### PASSAGE SHOWN
Launch of the Theirworld Edinburgh Birth Cohort
£1.5m study to boost health of babies born too soon or too small
Babies are to be tracked from birth to adulthood in a bid to find new ways of preventing and treating brain injuries in newborns.
400 children will be recruited to join a £1.5m study aimed at improving the health of women and their children who are born prematurely. The project, which aims to find new ways to prevent and treat brain injury in babies, will track their lifelong health and development.
The initiative – named the Theirworld Edinburgh Birth Cohort – is being launched today at the University of Edinburgh by Sarah Brown, the founder and president of children’s charity Theirworld, which is funding the research. Sarah Brown said:
“This is a unique project which will help give babies the chance of the best start in life and Theirworld is proud to fund it. Since the formation of the Jennifer Brown Research Laboratory 12 years ago, we have been strong supporters of the ground-breaking work of the brilliant young scientists there. Now this new Theirworld project opens up the opportunity to really study the long-term effects of early birth to enhance learning and develop new approaches to help babies with a vulnerable start in life. We are so grateful to the families generously giving their time with their precious babies to share information and contribute to this study over the coming years.”
Premature birth – which occurs before 37 weeks in pregnancy – affects around 15 million babies each year and is associated with increased risk of cerebral palsy, autism spectrum disorders, and learning difficulties.
Researchers at the University of Edinburgh will follow 400 newborns from birth to adulthood, collecting biological samples and brain scans, as well as information about socio-economic status and educational attainment.

### INPUT DATA
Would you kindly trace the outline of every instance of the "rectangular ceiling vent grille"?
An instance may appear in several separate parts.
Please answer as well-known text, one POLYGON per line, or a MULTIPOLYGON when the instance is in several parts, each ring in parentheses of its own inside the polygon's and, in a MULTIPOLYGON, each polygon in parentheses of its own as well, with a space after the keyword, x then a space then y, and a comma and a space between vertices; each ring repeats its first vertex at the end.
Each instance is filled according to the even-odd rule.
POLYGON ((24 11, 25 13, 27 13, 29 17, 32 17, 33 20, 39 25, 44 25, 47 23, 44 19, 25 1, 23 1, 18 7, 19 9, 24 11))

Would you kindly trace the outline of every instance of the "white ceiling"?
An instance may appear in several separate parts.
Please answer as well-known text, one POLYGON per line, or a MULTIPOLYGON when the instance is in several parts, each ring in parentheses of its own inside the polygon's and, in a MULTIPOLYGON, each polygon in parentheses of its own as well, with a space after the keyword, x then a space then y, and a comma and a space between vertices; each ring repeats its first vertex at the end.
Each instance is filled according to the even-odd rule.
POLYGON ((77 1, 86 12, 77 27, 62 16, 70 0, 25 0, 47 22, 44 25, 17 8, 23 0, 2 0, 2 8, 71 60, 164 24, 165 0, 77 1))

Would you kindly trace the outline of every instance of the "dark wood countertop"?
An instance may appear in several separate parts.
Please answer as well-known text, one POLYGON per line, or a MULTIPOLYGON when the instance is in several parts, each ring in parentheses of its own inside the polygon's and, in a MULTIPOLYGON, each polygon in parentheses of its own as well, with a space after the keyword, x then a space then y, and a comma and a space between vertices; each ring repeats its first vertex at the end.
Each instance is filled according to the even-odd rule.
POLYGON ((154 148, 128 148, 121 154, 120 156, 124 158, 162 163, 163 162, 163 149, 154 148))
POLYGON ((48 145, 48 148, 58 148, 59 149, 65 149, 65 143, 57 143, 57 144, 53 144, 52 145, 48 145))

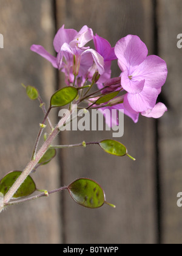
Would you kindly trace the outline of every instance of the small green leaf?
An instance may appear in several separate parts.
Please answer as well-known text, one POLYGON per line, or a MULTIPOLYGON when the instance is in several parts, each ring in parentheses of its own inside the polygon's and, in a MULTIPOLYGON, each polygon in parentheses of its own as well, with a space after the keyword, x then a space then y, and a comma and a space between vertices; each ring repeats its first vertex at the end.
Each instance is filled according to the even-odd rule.
POLYGON ((79 179, 68 186, 73 199, 78 204, 87 208, 99 208, 105 203, 105 193, 95 181, 79 179))
POLYGON ((35 101, 37 99, 39 96, 38 91, 33 87, 28 85, 26 87, 26 92, 30 99, 35 101))
POLYGON ((120 91, 114 91, 111 93, 109 93, 108 94, 104 95, 101 98, 99 98, 95 104, 96 105, 102 104, 103 103, 107 102, 108 101, 110 101, 111 99, 115 98, 118 94, 120 91))
POLYGON ((67 87, 56 91, 50 99, 50 107, 60 107, 72 102, 78 93, 76 88, 67 87))
POLYGON ((51 161, 56 156, 56 149, 49 149, 44 154, 38 163, 41 164, 42 165, 47 165, 47 163, 49 163, 50 161, 51 161))
MULTIPOLYGON (((15 171, 9 172, 4 176, 0 181, 0 193, 2 193, 5 196, 21 173, 22 172, 20 171, 15 171)), ((34 181, 30 176, 28 176, 13 197, 18 198, 29 196, 35 192, 36 190, 34 181)))
POLYGON ((103 140, 99 143, 100 147, 107 153, 112 155, 123 157, 127 154, 127 149, 125 146, 113 140, 103 140))

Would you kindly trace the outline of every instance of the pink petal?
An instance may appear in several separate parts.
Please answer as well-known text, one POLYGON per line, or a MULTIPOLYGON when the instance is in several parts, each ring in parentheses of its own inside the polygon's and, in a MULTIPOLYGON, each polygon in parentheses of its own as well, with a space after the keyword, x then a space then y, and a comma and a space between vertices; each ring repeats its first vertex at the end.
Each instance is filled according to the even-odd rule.
POLYGON ((84 54, 92 54, 92 58, 96 65, 99 73, 100 74, 103 74, 104 73, 104 62, 103 57, 93 49, 89 49, 86 51, 84 51, 81 54, 81 56, 84 55, 84 54))
POLYGON ((150 55, 131 74, 135 79, 145 79, 145 85, 160 89, 166 80, 166 63, 158 56, 150 55))
POLYGON ((129 74, 127 70, 121 73, 121 84, 124 90, 129 93, 135 94, 140 93, 144 86, 145 80, 138 79, 136 77, 129 77, 129 74))
POLYGON ((93 42, 96 51, 103 57, 104 62, 117 59, 114 52, 114 48, 111 47, 111 45, 106 39, 96 34, 95 36, 93 36, 93 42))
POLYGON ((58 68, 56 58, 49 53, 44 47, 41 45, 33 44, 30 48, 30 50, 46 59, 52 63, 54 68, 58 68))
POLYGON ((92 29, 87 26, 84 26, 80 31, 79 31, 75 39, 77 39, 78 41, 77 41, 78 47, 82 48, 93 39, 93 36, 92 29))
POLYGON ((158 96, 158 93, 157 89, 144 87, 141 93, 135 94, 127 93, 127 98, 132 109, 136 112, 142 112, 153 108, 158 96))
POLYGON ((78 34, 78 32, 74 29, 65 29, 63 25, 58 31, 53 40, 53 46, 55 51, 59 52, 64 43, 69 43, 78 34))
POLYGON ((167 111, 166 105, 161 102, 159 102, 151 110, 148 110, 141 113, 143 116, 148 118, 159 118, 167 111))
POLYGON ((141 64, 148 54, 146 44, 138 37, 132 35, 118 41, 115 52, 122 71, 127 69, 132 72, 132 68, 141 64))

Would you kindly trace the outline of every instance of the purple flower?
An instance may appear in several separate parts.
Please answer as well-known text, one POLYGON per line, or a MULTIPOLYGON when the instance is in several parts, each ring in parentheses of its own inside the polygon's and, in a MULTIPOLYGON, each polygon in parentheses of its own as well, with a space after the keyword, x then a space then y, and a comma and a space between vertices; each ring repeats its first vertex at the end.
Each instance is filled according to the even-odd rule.
POLYGON ((33 44, 30 49, 51 62, 55 68, 61 69, 69 84, 73 82, 74 75, 86 78, 93 63, 100 74, 104 72, 103 57, 93 49, 84 47, 93 36, 92 30, 87 26, 78 32, 74 29, 66 29, 63 25, 53 40, 56 57, 40 45, 33 44))
POLYGON ((99 89, 103 87, 103 83, 107 82, 111 76, 111 63, 112 61, 117 59, 114 48, 112 48, 110 44, 106 39, 99 37, 97 34, 93 36, 93 42, 96 51, 104 59, 104 73, 100 76, 97 82, 99 89))
POLYGON ((166 62, 158 56, 147 56, 146 46, 135 35, 118 41, 115 52, 122 71, 121 84, 127 92, 124 107, 135 113, 151 112, 166 80, 166 62))
MULTIPOLYGON (((117 78, 112 79, 104 84, 109 88, 103 93, 121 89, 126 93, 123 94, 123 103, 117 104, 117 98, 112 101, 114 105, 101 108, 124 110, 135 123, 138 121, 139 114, 149 118, 158 118, 167 110, 163 103, 156 104, 161 87, 166 82, 167 69, 166 63, 158 56, 147 56, 148 50, 145 44, 137 36, 129 35, 121 38, 116 43, 115 53, 118 59, 118 65, 122 71, 120 88, 117 78)), ((101 87, 101 88, 103 88, 101 87)), ((118 97, 120 101, 121 97, 118 97)), ((115 118, 105 115, 109 126, 117 122, 115 118)))

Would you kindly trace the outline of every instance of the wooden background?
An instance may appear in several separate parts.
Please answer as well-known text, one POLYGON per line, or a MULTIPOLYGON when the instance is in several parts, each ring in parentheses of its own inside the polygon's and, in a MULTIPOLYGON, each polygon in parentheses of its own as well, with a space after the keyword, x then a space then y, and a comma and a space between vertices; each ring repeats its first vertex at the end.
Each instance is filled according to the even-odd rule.
MULTIPOLYGON (((0 0, 0 176, 24 168, 43 117, 21 84, 38 87, 47 104, 63 85, 51 64, 29 49, 39 44, 54 54, 53 38, 63 24, 77 30, 87 24, 113 46, 129 34, 140 37, 150 54, 167 62, 160 99, 169 111, 158 121, 141 116, 136 124, 125 118, 120 141, 135 162, 90 146, 60 151, 34 174, 38 187, 47 190, 92 178, 116 209, 81 207, 66 191, 12 207, 0 216, 0 243, 181 243, 182 208, 177 206, 182 191, 181 0, 0 0)), ((58 113, 52 114, 56 123, 58 113)), ((111 137, 66 132, 57 140, 69 144, 111 137)))

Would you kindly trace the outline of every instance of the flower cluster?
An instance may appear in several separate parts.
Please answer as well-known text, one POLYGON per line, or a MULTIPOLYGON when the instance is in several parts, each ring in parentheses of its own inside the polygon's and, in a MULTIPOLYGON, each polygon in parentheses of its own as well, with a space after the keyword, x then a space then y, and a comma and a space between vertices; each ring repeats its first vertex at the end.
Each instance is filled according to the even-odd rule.
MULTIPOLYGON (((87 26, 78 32, 63 26, 54 38, 53 46, 56 57, 40 45, 33 44, 31 49, 63 72, 67 85, 82 87, 90 83, 96 85, 96 92, 100 93, 96 95, 97 98, 94 94, 92 98, 90 95, 83 98, 91 107, 124 110, 135 123, 140 113, 158 118, 167 111, 164 104, 157 104, 167 75, 166 63, 157 55, 148 55, 146 44, 138 37, 129 35, 112 48, 106 39, 94 35, 87 26), (95 49, 86 46, 91 40, 95 49), (118 60, 121 71, 118 77, 112 77, 111 64, 114 60, 118 60), (94 104, 101 96, 114 91, 118 91, 114 98, 99 106, 94 104)), ((107 116, 105 117, 107 121, 107 116)), ((112 120, 112 123, 116 121, 112 120)), ((107 124, 110 125, 109 121, 107 124)))

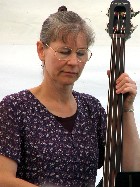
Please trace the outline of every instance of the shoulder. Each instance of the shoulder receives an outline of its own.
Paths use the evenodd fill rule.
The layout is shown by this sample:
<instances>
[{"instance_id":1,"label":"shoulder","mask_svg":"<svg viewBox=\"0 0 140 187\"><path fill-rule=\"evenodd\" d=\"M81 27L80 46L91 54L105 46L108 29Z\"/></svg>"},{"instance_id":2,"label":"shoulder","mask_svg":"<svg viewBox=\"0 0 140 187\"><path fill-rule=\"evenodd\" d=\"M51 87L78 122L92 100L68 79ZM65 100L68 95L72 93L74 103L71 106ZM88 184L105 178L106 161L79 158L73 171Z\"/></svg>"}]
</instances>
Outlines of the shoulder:
<instances>
[{"instance_id":1,"label":"shoulder","mask_svg":"<svg viewBox=\"0 0 140 187\"><path fill-rule=\"evenodd\" d=\"M30 96L30 92L28 90L22 90L20 92L17 93L13 93L10 95L5 96L1 102L0 102L0 106L17 106L17 105L21 105L24 102L27 102Z\"/></svg>"},{"instance_id":2,"label":"shoulder","mask_svg":"<svg viewBox=\"0 0 140 187\"><path fill-rule=\"evenodd\" d=\"M86 93L79 93L73 91L73 95L77 97L82 102L86 102L88 105L94 105L96 107L102 107L101 102L94 96Z\"/></svg>"}]
</instances>

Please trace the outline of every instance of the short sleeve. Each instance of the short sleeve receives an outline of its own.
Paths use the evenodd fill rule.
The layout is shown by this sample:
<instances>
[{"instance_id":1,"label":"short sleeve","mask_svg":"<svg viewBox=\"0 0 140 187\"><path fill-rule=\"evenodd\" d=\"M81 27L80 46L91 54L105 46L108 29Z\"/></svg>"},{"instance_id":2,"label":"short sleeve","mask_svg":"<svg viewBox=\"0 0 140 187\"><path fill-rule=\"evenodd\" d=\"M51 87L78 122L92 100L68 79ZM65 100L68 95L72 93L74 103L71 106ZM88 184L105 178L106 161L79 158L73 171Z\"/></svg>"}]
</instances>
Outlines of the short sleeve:
<instances>
[{"instance_id":1,"label":"short sleeve","mask_svg":"<svg viewBox=\"0 0 140 187\"><path fill-rule=\"evenodd\" d=\"M20 131L16 107L10 97L0 102L0 154L20 162Z\"/></svg>"}]
</instances>

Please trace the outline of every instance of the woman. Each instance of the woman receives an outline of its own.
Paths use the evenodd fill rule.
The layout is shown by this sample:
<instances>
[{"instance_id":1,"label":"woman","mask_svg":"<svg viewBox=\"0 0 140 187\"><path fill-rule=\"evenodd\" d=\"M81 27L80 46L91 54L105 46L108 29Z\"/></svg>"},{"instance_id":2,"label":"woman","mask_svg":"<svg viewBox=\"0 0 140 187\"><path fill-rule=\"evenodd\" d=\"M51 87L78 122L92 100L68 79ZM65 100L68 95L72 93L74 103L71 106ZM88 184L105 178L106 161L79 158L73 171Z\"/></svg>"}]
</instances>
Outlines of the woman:
<instances>
[{"instance_id":1,"label":"woman","mask_svg":"<svg viewBox=\"0 0 140 187\"><path fill-rule=\"evenodd\" d=\"M0 103L1 187L95 185L103 165L106 113L95 97L73 91L93 42L92 29L65 7L43 23L37 42L43 82ZM134 99L136 85L127 74L116 84L118 94L128 92ZM127 100L126 111L133 104ZM125 115L127 121L129 110Z\"/></svg>"}]
</instances>

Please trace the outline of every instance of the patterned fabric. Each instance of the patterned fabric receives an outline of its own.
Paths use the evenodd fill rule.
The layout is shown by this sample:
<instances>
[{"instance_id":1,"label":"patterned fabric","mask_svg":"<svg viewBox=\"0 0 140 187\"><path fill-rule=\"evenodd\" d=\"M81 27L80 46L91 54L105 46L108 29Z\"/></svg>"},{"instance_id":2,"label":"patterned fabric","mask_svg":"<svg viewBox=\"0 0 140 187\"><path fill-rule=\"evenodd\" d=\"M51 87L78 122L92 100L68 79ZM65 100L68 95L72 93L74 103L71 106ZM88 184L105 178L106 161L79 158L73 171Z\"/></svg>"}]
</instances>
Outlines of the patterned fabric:
<instances>
[{"instance_id":1,"label":"patterned fabric","mask_svg":"<svg viewBox=\"0 0 140 187\"><path fill-rule=\"evenodd\" d=\"M17 177L36 185L94 186L106 114L96 98L73 95L78 110L71 133L28 90L0 102L0 154L17 162Z\"/></svg>"}]
</instances>

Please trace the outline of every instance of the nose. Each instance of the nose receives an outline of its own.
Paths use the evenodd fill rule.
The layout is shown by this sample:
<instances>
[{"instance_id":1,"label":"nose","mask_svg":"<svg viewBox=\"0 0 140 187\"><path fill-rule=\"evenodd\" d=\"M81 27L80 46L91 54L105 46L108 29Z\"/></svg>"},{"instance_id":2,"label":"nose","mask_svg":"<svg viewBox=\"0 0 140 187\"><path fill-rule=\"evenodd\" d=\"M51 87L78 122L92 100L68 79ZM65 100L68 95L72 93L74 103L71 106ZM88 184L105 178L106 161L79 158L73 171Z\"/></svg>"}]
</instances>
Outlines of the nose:
<instances>
[{"instance_id":1,"label":"nose","mask_svg":"<svg viewBox=\"0 0 140 187\"><path fill-rule=\"evenodd\" d=\"M69 59L68 59L68 63L69 64L72 64L72 65L77 65L78 64L79 59L77 58L77 54L76 53L72 53L70 56L69 56Z\"/></svg>"}]
</instances>

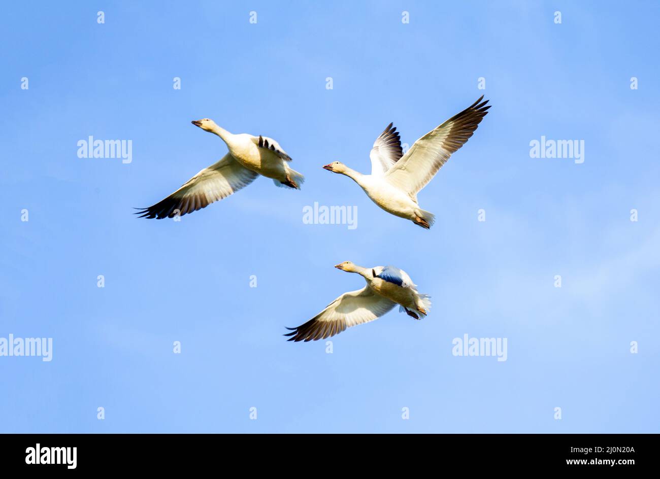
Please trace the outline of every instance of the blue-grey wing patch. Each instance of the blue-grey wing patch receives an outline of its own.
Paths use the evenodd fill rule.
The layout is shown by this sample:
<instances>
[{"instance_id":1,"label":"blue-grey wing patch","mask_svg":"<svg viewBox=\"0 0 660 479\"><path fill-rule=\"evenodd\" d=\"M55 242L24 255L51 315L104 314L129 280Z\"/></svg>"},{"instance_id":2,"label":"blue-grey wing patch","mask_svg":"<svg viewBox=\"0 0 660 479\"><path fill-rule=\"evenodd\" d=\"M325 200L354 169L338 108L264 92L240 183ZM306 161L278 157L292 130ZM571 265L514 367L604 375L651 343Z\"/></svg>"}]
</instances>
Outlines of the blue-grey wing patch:
<instances>
[{"instance_id":1,"label":"blue-grey wing patch","mask_svg":"<svg viewBox=\"0 0 660 479\"><path fill-rule=\"evenodd\" d=\"M264 138L261 135L259 135L259 141L257 142L257 145L259 148L265 148L267 150L270 150L284 161L288 161L288 162L291 161L291 157L289 156L288 154L286 154L286 153L282 151L280 148L276 146L273 144L272 139L271 140L271 143L269 143L267 138Z\"/></svg>"},{"instance_id":2,"label":"blue-grey wing patch","mask_svg":"<svg viewBox=\"0 0 660 479\"><path fill-rule=\"evenodd\" d=\"M395 284L398 284L403 288L408 288L411 286L403 278L403 274L401 274L401 270L399 269L399 268L395 266L385 267L383 268L383 271L380 272L380 274L378 274L376 278L380 278L383 281L394 283Z\"/></svg>"}]
</instances>

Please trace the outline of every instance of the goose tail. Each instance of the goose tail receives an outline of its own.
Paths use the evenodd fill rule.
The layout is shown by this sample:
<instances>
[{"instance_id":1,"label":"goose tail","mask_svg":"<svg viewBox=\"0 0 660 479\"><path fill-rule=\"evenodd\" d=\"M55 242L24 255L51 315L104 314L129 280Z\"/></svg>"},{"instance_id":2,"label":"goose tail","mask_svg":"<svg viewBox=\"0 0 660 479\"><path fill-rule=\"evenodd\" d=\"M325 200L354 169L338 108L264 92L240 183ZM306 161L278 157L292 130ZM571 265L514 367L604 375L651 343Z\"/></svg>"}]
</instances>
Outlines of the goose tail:
<instances>
[{"instance_id":1,"label":"goose tail","mask_svg":"<svg viewBox=\"0 0 660 479\"><path fill-rule=\"evenodd\" d=\"M436 222L436 215L432 213L430 211L426 211L426 210L422 210L421 208L415 210L415 214L421 218L426 224L423 223L420 224L420 226L423 226L427 230L433 226L433 224Z\"/></svg>"},{"instance_id":2,"label":"goose tail","mask_svg":"<svg viewBox=\"0 0 660 479\"><path fill-rule=\"evenodd\" d=\"M285 165L285 166L286 168L286 179L288 181L280 181L279 179L273 179L273 182L275 183L275 186L280 188L300 189L300 185L305 181L305 177L295 170L289 168L288 165Z\"/></svg>"}]
</instances>

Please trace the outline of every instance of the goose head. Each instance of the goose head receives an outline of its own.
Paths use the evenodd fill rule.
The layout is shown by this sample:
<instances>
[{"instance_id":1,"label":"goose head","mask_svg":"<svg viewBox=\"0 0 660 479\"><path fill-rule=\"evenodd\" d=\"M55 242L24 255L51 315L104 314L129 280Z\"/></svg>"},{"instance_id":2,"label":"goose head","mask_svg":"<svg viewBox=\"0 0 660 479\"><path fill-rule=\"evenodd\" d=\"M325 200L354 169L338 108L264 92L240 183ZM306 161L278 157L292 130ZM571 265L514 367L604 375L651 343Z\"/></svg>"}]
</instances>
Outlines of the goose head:
<instances>
[{"instance_id":1,"label":"goose head","mask_svg":"<svg viewBox=\"0 0 660 479\"><path fill-rule=\"evenodd\" d=\"M335 265L335 267L337 269L341 269L342 271L348 271L348 272L354 272L355 270L355 264L352 261L344 261L343 263L340 263L339 265Z\"/></svg>"},{"instance_id":2,"label":"goose head","mask_svg":"<svg viewBox=\"0 0 660 479\"><path fill-rule=\"evenodd\" d=\"M324 170L327 170L333 173L344 173L347 168L348 167L341 162L333 162L323 166Z\"/></svg>"},{"instance_id":3,"label":"goose head","mask_svg":"<svg viewBox=\"0 0 660 479\"><path fill-rule=\"evenodd\" d=\"M217 130L218 125L215 124L215 121L209 118L202 118L201 120L193 120L191 123L196 127L199 127L205 131L213 132L214 130Z\"/></svg>"}]
</instances>

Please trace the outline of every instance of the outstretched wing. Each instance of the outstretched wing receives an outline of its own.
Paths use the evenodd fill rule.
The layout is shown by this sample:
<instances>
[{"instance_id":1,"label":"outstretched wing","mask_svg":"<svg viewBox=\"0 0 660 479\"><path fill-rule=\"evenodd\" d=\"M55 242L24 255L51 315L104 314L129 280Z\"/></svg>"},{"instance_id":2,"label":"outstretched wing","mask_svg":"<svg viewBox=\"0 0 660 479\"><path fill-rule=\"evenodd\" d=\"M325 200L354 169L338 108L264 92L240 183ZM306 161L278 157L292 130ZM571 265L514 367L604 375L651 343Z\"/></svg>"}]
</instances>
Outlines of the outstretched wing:
<instances>
[{"instance_id":1,"label":"outstretched wing","mask_svg":"<svg viewBox=\"0 0 660 479\"><path fill-rule=\"evenodd\" d=\"M251 183L259 174L243 166L228 153L217 163L204 168L162 201L141 208L140 218L183 216L226 198Z\"/></svg>"},{"instance_id":2,"label":"outstretched wing","mask_svg":"<svg viewBox=\"0 0 660 479\"><path fill-rule=\"evenodd\" d=\"M316 316L284 336L289 341L315 341L334 336L346 328L372 321L394 307L395 303L368 286L344 293Z\"/></svg>"},{"instance_id":3,"label":"outstretched wing","mask_svg":"<svg viewBox=\"0 0 660 479\"><path fill-rule=\"evenodd\" d=\"M259 136L253 137L253 141L259 148L263 148L266 150L269 150L270 151L275 153L276 155L279 156L280 158L285 161L291 161L291 157L289 156L286 152L284 150L284 148L280 146L280 144L277 141L273 140L272 138L269 138L268 137Z\"/></svg>"},{"instance_id":4,"label":"outstretched wing","mask_svg":"<svg viewBox=\"0 0 660 479\"><path fill-rule=\"evenodd\" d=\"M455 151L465 144L490 108L483 96L457 115L417 140L385 174L392 185L411 196L426 185Z\"/></svg>"},{"instance_id":5,"label":"outstretched wing","mask_svg":"<svg viewBox=\"0 0 660 479\"><path fill-rule=\"evenodd\" d=\"M390 123L376 139L374 147L369 152L369 158L372 160L372 174L382 176L403 156L401 140L396 127L393 128L392 123Z\"/></svg>"}]
</instances>

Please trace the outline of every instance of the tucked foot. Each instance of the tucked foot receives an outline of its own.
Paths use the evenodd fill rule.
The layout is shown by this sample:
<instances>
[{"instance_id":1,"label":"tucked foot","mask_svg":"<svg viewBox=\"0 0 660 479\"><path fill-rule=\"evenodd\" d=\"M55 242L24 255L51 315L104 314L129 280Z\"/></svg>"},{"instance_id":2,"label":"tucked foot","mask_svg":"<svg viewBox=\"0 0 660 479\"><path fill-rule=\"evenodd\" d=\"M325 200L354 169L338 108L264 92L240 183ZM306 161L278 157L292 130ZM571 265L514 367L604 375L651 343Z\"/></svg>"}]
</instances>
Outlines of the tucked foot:
<instances>
[{"instance_id":1,"label":"tucked foot","mask_svg":"<svg viewBox=\"0 0 660 479\"><path fill-rule=\"evenodd\" d=\"M282 181L281 183L282 185L286 185L286 186L290 188L295 188L296 189L298 189L298 185L296 184L296 182L291 179L291 178L288 176L286 177L286 181Z\"/></svg>"},{"instance_id":2,"label":"tucked foot","mask_svg":"<svg viewBox=\"0 0 660 479\"><path fill-rule=\"evenodd\" d=\"M409 316L412 316L415 319L419 319L419 316L418 316L415 313L414 313L413 311L411 311L410 309L409 309L407 307L405 307L403 309L406 310L406 314L407 314Z\"/></svg>"},{"instance_id":3,"label":"tucked foot","mask_svg":"<svg viewBox=\"0 0 660 479\"><path fill-rule=\"evenodd\" d=\"M419 216L415 216L414 220L413 220L412 222L426 230L429 230L431 228L431 225L428 224L428 221L426 221L423 218L420 218Z\"/></svg>"}]
</instances>

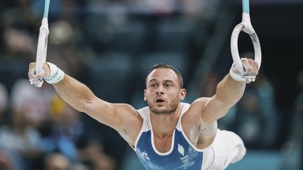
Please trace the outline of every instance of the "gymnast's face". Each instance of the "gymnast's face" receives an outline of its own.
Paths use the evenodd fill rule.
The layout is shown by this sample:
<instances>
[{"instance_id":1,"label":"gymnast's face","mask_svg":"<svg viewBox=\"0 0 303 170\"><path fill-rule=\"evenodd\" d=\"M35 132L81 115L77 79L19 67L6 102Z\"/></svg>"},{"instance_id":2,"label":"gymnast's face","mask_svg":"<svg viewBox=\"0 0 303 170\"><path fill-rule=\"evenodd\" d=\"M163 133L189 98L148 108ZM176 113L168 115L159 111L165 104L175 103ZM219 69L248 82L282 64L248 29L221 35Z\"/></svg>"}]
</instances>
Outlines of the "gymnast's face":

### PROBLEMS TO WORK ON
[A] According to the article on the Edinburgh birth cohort, before how many weeks of pregnancy does premature birth occur?
[B] Continue the article on the Edinburgh birth cohort from its last sentence.
The data can be ignored.

### RESPONSES BY TASK
[A] Before 37 weeks.

[B]
The team will use this information to identify the causes and long-term consequences of brain injury at birth, and to identify any risk and resilience factors for healthy brain development.
Researchers also hope to speed the development of new treatments that could improve the health of premature babies.
By following these babies over the course of their lives, the team hopes to further understanding of how being born too soon affects health in later life.
Dr James Boardman, leading researcher at the University of Edinburgh’s Jennifer Brown Research Laboratory at the University of Edinburgh, said:
“Every year around 15 million babies are born prematurely. In recent years survival rates for these children have improved, but they often live with serious consequences of early brain injury, which limits their potential. Following children from birth to adulthood will help us understand the most important determinants of risk and resilience for long term outcome after premature birth, and by studying biological samples we hope to develop treatments to improve their lifelong health.”